PROVIDED INFORMATION: Begin

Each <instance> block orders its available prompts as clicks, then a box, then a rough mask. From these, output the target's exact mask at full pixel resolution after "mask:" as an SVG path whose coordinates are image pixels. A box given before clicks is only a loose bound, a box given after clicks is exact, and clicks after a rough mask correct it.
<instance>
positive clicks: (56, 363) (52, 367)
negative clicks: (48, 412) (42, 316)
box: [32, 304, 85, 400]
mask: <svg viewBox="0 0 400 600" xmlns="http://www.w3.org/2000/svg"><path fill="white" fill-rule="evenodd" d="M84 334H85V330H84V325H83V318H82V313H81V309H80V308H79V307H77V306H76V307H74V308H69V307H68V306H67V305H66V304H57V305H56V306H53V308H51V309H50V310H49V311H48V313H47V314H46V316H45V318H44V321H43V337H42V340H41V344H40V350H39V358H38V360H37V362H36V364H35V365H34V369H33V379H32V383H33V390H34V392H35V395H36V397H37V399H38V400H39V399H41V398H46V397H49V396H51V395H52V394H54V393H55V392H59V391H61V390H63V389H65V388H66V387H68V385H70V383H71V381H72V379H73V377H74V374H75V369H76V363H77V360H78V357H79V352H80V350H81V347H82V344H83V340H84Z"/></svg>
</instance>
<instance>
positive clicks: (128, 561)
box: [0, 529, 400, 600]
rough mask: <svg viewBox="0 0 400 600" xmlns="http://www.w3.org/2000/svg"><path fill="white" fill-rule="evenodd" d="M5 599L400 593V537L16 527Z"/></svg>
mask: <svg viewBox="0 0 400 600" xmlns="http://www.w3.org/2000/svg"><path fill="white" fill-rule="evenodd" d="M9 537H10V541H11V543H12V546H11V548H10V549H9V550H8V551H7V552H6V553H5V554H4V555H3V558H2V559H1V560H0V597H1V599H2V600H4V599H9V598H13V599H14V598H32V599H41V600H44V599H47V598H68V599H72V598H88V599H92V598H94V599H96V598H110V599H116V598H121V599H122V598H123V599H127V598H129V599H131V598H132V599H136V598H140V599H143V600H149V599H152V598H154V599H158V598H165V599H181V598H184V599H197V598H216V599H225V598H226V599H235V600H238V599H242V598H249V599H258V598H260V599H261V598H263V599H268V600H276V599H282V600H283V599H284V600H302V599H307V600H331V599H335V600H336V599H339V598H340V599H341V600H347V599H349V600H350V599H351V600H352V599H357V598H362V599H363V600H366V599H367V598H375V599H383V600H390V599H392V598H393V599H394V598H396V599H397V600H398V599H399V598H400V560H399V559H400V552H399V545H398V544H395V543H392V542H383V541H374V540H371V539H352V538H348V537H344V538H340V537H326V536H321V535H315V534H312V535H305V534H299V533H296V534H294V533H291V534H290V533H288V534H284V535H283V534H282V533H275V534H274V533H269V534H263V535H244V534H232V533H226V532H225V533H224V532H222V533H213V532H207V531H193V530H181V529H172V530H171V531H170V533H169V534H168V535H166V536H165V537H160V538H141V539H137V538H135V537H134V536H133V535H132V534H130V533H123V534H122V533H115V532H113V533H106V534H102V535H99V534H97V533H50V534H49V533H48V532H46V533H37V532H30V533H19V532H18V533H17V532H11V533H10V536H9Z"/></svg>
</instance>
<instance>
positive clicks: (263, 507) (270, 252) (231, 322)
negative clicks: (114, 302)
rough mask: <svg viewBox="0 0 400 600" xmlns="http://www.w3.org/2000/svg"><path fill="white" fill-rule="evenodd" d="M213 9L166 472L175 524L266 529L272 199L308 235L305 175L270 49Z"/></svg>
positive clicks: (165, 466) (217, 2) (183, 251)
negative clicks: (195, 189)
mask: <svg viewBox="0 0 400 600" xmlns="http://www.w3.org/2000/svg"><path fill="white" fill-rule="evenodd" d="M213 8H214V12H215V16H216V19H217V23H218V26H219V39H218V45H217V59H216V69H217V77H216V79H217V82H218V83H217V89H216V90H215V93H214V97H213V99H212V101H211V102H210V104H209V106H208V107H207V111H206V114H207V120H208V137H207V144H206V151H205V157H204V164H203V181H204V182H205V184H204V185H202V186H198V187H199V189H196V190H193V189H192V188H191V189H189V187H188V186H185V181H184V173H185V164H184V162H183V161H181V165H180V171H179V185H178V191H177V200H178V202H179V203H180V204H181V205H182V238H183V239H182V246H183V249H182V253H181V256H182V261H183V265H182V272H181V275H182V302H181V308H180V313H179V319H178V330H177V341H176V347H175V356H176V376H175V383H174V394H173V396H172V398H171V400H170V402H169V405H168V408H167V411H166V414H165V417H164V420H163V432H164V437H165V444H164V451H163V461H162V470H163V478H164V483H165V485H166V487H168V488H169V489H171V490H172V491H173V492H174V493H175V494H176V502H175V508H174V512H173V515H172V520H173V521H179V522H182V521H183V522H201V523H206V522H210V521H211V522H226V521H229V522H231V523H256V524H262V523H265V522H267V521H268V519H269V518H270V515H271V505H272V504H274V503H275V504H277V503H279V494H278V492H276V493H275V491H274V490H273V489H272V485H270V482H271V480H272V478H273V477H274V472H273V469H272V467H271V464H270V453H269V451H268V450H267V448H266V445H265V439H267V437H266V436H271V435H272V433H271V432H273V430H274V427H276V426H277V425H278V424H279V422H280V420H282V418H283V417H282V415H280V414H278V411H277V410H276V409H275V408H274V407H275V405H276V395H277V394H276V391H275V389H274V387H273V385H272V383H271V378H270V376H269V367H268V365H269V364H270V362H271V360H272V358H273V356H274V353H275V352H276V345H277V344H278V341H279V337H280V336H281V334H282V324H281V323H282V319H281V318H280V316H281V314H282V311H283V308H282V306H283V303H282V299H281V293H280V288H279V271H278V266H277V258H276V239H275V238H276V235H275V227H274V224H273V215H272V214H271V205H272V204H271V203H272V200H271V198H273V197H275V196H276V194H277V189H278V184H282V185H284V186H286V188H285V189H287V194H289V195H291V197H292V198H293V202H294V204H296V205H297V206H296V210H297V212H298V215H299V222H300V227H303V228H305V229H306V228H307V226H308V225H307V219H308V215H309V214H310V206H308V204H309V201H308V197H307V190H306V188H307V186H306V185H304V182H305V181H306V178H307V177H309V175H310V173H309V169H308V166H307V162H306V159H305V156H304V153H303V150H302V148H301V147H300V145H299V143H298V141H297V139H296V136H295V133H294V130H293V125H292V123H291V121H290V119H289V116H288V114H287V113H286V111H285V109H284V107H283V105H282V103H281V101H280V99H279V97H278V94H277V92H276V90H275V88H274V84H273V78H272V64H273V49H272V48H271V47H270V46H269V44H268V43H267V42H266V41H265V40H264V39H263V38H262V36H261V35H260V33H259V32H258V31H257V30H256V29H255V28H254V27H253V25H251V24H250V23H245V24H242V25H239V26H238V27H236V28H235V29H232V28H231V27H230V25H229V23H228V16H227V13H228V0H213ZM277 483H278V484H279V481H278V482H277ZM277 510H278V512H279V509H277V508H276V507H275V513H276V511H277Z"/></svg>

PROVIDED INFORMATION: End

> **TRY IT**:
Collect each line of the entries that has the word "positive", copying it in full.

> **SOLUTION FOR THIS PROBLEM**:
positive clicks: (56, 363) (52, 367)
positive clicks: (128, 561)
positive clicks: (263, 507) (270, 252) (231, 322)
positive clicks: (165, 466) (217, 2) (183, 251)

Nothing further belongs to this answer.